Provided data >>

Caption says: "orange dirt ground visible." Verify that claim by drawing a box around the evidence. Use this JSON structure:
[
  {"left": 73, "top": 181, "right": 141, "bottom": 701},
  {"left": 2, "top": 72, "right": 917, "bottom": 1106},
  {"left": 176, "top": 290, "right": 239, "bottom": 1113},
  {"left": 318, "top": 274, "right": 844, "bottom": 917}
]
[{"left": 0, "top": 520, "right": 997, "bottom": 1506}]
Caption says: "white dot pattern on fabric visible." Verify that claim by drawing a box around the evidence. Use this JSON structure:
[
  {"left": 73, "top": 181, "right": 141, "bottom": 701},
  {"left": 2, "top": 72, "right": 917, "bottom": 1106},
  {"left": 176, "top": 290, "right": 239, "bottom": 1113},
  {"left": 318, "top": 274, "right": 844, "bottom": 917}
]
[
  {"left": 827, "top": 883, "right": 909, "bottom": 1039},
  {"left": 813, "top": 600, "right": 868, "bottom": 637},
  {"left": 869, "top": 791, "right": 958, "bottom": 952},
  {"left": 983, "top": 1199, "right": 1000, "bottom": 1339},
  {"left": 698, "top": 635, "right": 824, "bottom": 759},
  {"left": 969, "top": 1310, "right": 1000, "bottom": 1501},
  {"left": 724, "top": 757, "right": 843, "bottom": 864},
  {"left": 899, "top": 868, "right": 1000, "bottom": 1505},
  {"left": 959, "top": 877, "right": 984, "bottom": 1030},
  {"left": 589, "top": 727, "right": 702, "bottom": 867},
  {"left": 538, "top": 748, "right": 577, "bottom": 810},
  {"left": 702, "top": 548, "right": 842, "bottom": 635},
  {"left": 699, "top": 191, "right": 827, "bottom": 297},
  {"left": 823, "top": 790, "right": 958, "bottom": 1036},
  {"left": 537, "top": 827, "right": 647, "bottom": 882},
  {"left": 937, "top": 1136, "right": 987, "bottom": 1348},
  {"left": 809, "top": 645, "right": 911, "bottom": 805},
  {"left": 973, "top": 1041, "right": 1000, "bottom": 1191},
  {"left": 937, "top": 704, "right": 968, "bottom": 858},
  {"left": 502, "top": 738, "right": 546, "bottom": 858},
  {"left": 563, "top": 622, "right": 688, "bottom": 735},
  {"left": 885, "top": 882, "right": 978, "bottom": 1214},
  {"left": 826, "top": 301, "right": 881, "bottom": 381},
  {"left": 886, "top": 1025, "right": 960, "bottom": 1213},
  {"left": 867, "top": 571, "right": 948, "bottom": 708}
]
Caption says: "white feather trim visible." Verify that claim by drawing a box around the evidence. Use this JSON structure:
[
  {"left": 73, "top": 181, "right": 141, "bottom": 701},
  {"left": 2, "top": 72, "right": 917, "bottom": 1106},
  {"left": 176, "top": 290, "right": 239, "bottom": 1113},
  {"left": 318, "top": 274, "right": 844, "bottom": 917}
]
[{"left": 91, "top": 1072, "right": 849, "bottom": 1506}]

Brief >>
Return only the number of lines above that include "says".

Answer box >>
3